Stored data
-- Opening Marker --

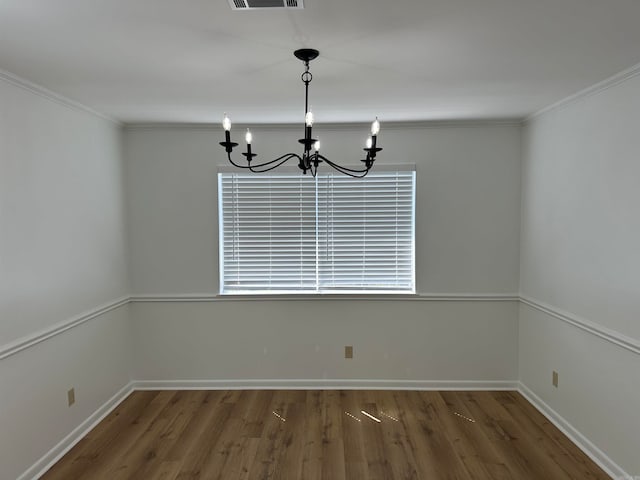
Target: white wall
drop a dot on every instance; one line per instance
(580, 257)
(62, 254)
(467, 236)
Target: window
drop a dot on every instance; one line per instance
(292, 233)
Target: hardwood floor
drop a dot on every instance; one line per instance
(314, 435)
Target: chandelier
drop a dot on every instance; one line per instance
(309, 160)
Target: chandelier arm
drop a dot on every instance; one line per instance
(236, 164)
(252, 167)
(342, 169)
(282, 160)
(348, 171)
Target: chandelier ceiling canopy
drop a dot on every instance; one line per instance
(309, 160)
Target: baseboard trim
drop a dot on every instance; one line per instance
(612, 336)
(582, 442)
(323, 384)
(31, 340)
(50, 458)
(67, 443)
(419, 297)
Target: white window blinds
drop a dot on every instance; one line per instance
(291, 233)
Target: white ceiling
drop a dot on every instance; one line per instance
(191, 60)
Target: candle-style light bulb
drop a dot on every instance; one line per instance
(308, 118)
(226, 123)
(369, 142)
(375, 127)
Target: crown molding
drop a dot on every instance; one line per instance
(331, 126)
(40, 91)
(595, 89)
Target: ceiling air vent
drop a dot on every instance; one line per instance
(259, 4)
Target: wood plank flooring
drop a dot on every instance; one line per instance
(324, 435)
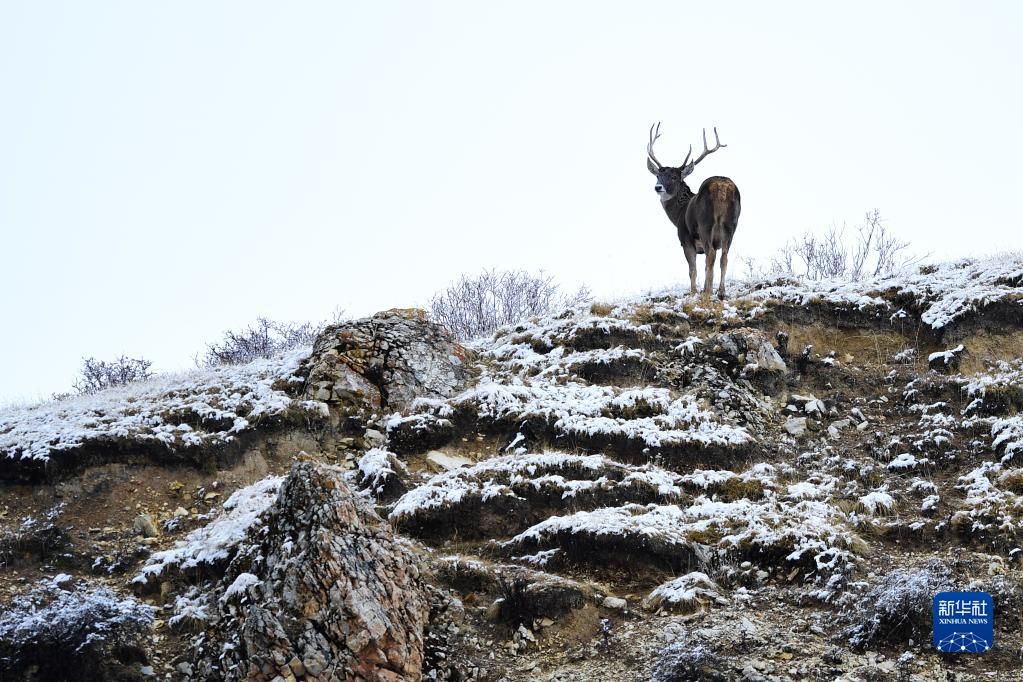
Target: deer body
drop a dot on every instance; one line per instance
(706, 221)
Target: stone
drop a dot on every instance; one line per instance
(445, 462)
(946, 362)
(145, 527)
(374, 439)
(386, 361)
(350, 592)
(617, 603)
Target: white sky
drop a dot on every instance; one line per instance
(172, 170)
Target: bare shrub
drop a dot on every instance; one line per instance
(869, 252)
(683, 661)
(98, 374)
(67, 631)
(897, 607)
(264, 338)
(476, 306)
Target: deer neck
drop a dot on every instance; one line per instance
(675, 207)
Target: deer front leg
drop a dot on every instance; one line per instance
(709, 278)
(724, 268)
(691, 258)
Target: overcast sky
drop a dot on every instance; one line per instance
(169, 170)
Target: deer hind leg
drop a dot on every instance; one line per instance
(724, 268)
(709, 276)
(691, 259)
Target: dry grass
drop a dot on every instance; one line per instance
(983, 347)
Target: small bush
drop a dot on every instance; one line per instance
(98, 374)
(872, 251)
(682, 661)
(477, 306)
(265, 338)
(62, 631)
(897, 608)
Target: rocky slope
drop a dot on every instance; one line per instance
(661, 488)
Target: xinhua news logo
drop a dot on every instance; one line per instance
(964, 622)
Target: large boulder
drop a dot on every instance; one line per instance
(320, 590)
(68, 630)
(399, 352)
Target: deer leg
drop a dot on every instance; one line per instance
(709, 278)
(691, 259)
(724, 268)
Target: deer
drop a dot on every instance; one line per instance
(707, 220)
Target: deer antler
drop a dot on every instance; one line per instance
(654, 135)
(687, 168)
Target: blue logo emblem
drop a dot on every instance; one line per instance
(964, 622)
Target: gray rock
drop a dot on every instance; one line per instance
(145, 527)
(796, 425)
(325, 558)
(616, 603)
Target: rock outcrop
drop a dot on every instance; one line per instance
(320, 590)
(399, 352)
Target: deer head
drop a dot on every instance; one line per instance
(670, 180)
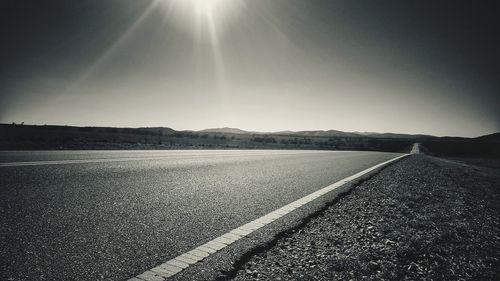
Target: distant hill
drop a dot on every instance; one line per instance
(490, 137)
(225, 130)
(25, 137)
(315, 133)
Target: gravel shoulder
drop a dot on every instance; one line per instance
(422, 218)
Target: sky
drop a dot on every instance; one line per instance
(429, 67)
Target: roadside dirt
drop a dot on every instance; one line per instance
(422, 218)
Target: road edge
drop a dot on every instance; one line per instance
(185, 261)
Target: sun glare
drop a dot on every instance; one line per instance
(202, 15)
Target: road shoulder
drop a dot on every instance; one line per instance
(420, 218)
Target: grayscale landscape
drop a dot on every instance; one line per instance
(153, 140)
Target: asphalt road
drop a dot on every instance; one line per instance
(94, 215)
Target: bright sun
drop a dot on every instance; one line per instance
(202, 14)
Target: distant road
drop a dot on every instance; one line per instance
(91, 215)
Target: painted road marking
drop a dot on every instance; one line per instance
(179, 263)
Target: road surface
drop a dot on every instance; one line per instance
(94, 215)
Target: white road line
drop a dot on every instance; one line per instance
(179, 263)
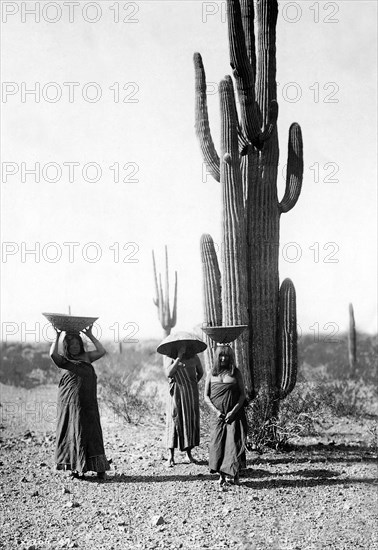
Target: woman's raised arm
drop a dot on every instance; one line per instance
(100, 350)
(58, 359)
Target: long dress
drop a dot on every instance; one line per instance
(183, 416)
(227, 443)
(79, 442)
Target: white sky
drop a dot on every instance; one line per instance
(169, 203)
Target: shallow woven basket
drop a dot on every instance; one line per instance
(224, 335)
(69, 323)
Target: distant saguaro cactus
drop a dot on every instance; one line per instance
(352, 341)
(161, 300)
(248, 291)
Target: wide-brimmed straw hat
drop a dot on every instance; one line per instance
(172, 343)
(69, 323)
(224, 334)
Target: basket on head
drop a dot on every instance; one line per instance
(69, 323)
(172, 343)
(226, 334)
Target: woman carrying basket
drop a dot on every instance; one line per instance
(79, 443)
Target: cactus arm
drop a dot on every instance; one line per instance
(161, 301)
(156, 299)
(242, 140)
(202, 127)
(166, 298)
(233, 236)
(248, 16)
(243, 73)
(212, 293)
(266, 88)
(294, 172)
(288, 356)
(174, 310)
(211, 282)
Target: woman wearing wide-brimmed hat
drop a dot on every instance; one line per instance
(184, 370)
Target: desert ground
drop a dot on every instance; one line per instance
(320, 492)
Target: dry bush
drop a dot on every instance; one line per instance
(127, 398)
(131, 384)
(310, 408)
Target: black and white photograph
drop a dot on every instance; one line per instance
(189, 275)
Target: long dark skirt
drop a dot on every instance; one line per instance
(79, 442)
(183, 415)
(227, 444)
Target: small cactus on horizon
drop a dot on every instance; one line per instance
(166, 317)
(352, 341)
(248, 290)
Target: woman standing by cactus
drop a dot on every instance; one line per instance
(225, 395)
(79, 443)
(184, 370)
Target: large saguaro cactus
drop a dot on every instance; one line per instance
(166, 317)
(248, 290)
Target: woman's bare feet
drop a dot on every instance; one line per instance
(190, 458)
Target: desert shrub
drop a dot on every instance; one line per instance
(127, 398)
(276, 424)
(27, 365)
(132, 384)
(311, 407)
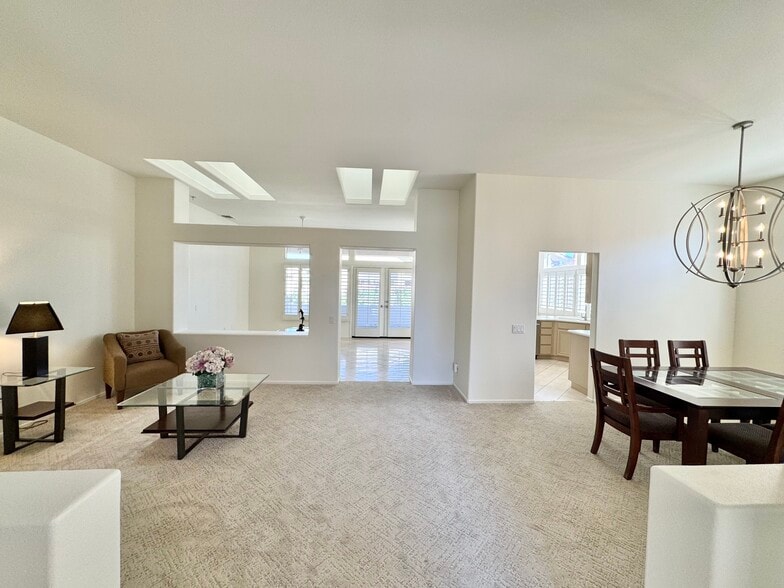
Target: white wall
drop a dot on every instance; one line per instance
(266, 290)
(218, 287)
(67, 236)
(759, 319)
(311, 358)
(435, 282)
(643, 291)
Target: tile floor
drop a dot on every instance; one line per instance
(375, 360)
(551, 382)
(388, 360)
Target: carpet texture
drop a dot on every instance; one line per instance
(371, 484)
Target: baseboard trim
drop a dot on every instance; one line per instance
(303, 382)
(501, 401)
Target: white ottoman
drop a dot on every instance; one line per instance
(60, 528)
(716, 526)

-- Closing Marker --

Task objective: Every entry above needs to be duplicated exactly, without its images.

Answer box:
Target: white wall
drop a dot on every instance; one line per instance
(580, 257)
(62, 254)
(467, 236)
Target: window
drop a dot on every instance; one line per instance
(292, 233)
Target: hardwood floor
drop a dot on every instance; one line per instance
(314, 435)
Target: chandelier
drop a dot on every instance; one line per instance
(309, 160)
Target: chandelier arm
drop a dot on every instance; one line per instance
(236, 164)
(252, 167)
(342, 169)
(282, 160)
(348, 171)
Target: chandelier ceiling canopy
drop a dot on every instance; one line per instance
(309, 160)
Target: baseboard trim
drop a dot on every instance; one line per instance
(612, 336)
(582, 442)
(323, 384)
(31, 340)
(50, 458)
(67, 443)
(419, 297)
Target: white window blinds
drop a dot on every instance; one line per instance
(291, 233)
Target: white ceiling
drop a dot on every instance; one line per instance
(191, 60)
Target: candle-style light bulb
drop a dot on every instance; one line per instance
(308, 118)
(226, 123)
(369, 142)
(375, 127)
Target: crown molding
drop a dot on every instance; one line per instance
(331, 126)
(40, 91)
(595, 89)
Target: ceiling air vent
drop a dot on every instance; one line per instance
(259, 4)
Target: wood plank flooring
drop a dot on every instance; one line per instance
(324, 435)
Target: deer body
drop a dot on every instance; one line per instance
(706, 221)
Target: stone
drop a dot on every instance; one line per instance
(445, 462)
(946, 362)
(145, 527)
(374, 439)
(386, 361)
(350, 592)
(617, 603)
Target: white sky
drop a dot on every instance; one line per instance
(172, 170)
Target: bare shrub
drop a dot on every instance; one line per instance
(869, 252)
(683, 661)
(98, 374)
(67, 631)
(897, 607)
(264, 338)
(476, 306)
Target: deer neck
drop a dot on every instance; one line per instance
(675, 207)
Target: deer front leg
drop a dot on every instance; one line per instance
(709, 278)
(724, 268)
(691, 258)
Target: overcast sky
drop a dot on every instance; one line per instance
(169, 170)
Target: deer hind leg
drop a dot on every instance; one line per instance
(724, 268)
(709, 276)
(691, 259)
Target: dry grass
drop a dot on every instance; one line per instance
(983, 347)
Target: small bush
drop a dot on every instance; one line per instance
(98, 374)
(872, 251)
(682, 661)
(477, 306)
(265, 338)
(62, 631)
(897, 608)
Target: rocky slope
drop a dot on every instance; one line per instance
(661, 488)
Target: xinhua news logo
drop a dot on every instance; one line per instance
(964, 622)
Target: large boulder
drop a dot on every instance; one line per instance
(320, 590)
(68, 630)
(399, 352)
Target: deer leg
drop a dot on every instance; one line per instance
(709, 278)
(691, 259)
(724, 268)
Target: deer
drop a dot on every instance; one line per instance
(707, 220)
Target: deer antler
drop a dot on every instance; one line per instance
(654, 135)
(687, 168)
Target: blue logo emblem
drop a dot on every instance; one line per instance
(964, 622)
Target: gray rock
drop a dot on every instance; one line per instance
(145, 527)
(796, 425)
(325, 558)
(616, 603)
Target: rock outcrop
drop a dot on every instance; one line per instance
(320, 590)
(399, 352)
Target: deer head
drop a dot on every instance; one line per instance
(670, 180)
Target: distant hill
drop a dot on every instance; one line per instance
(490, 137)
(225, 130)
(25, 137)
(315, 133)
Target: gravel shoulder
drop a dot on every instance; one line per instance
(422, 218)
Target: sky
drop a dot on every instance; one line per instance
(429, 67)
Target: roadside dirt
drop a dot on every instance; one line per instance
(422, 218)
Target: road edge
drop a dot on every instance; one line per instance
(185, 261)
Target: sun glare
drop a dot on every instance; one line per instance
(202, 15)
Target: road shoulder
drop a dot on every instance; one line per instance
(420, 218)
Target: grayscale landscape
drop a dot on every instance; one line per instance
(153, 140)
Target: asphalt road
drop a dot on every instance; one line per instance
(94, 215)
Target: bright sun
drop a dot on every instance; one line per instance
(202, 14)
Target: distant road
drop a dot on every instance; one line per instance
(91, 215)
Target: painted road marking
drop a dot on every instance; one line per instance
(179, 263)
Target: road surface
drop a dot on every instance; one line per instance
(94, 215)
Target: white road line
drop a dot on every instance; one line per instance
(179, 263)
Target: woman's raised arm
drop a dot on every instance; one line per instance
(100, 350)
(58, 359)
Target: long dress
drop a dot on every instance; one line per instance
(183, 416)
(227, 443)
(79, 442)
Target: white sky
drop a dot on every instance; one line per instance
(169, 203)
Target: shallow woven basket
drop a dot on every instance; one line per instance
(224, 335)
(69, 323)
Target: distant saguaro cactus
drop a dot on every instance; one line per instance
(352, 341)
(161, 300)
(248, 291)
Target: wide-brimmed straw hat
drop a dot on every instance; one line per instance
(172, 343)
(69, 323)
(224, 334)
Target: basket on head
drop a dot on every instance; one line per instance
(69, 323)
(172, 343)
(226, 334)
Target: woman carrying basket
drop a dot on every instance; one line per instance
(79, 443)
Target: cactus arm
drop a dot on every instance; one line per instance
(161, 301)
(156, 299)
(242, 140)
(202, 127)
(166, 298)
(233, 236)
(248, 16)
(243, 73)
(212, 293)
(266, 88)
(294, 172)
(288, 356)
(174, 310)
(211, 282)
Target: woman wearing wide-brimmed hat
drop a dot on every instance; one line per instance
(184, 370)
Target: desert ground
drop a dot on every instance; one line per instance
(320, 492)
Target: dry bush
drop a dot on every instance; one line per instance
(127, 398)
(131, 384)
(310, 408)
Target: black and white photograph
drop a dot on every instance; one line per instance
(189, 275)
Target: long dark skirt
drop a dot on every instance; one line per instance
(79, 442)
(183, 415)
(227, 444)
Target: small cactus on horizon
drop a dot on every instance; one line per instance
(166, 317)
(352, 341)
(248, 290)
Target: woman standing by cactus
drop a dot on every instance; one line per instance
(225, 395)
(79, 443)
(184, 370)
Target: large saguaro cactus
drop a dot on every instance; one line per instance
(166, 317)
(248, 290)
Target: woman's bare feet
drop a dot on every instance; one line per instance
(190, 458)
Target: desert shrub
drop a dot on every instance; one line per instance
(127, 398)
(276, 424)
(27, 365)
(132, 384)
(311, 407)
Target: white wall
drop a dot on every instance; one line per instance
(266, 290)
(218, 287)
(67, 236)
(759, 319)
(311, 358)
(435, 282)
(643, 291)
Target: tile floor
drop a dot on every instance; one line per instance
(375, 360)
(551, 382)
(388, 360)
Target: carpet texture
drop a dot on every instance; one line per instance
(371, 484)
Target: baseboard trim
drop a dot on every instance; one line per instance
(303, 382)
(501, 401)
Target: white ottoman
drop a dot on every instance; one line per instance
(60, 528)
(716, 526)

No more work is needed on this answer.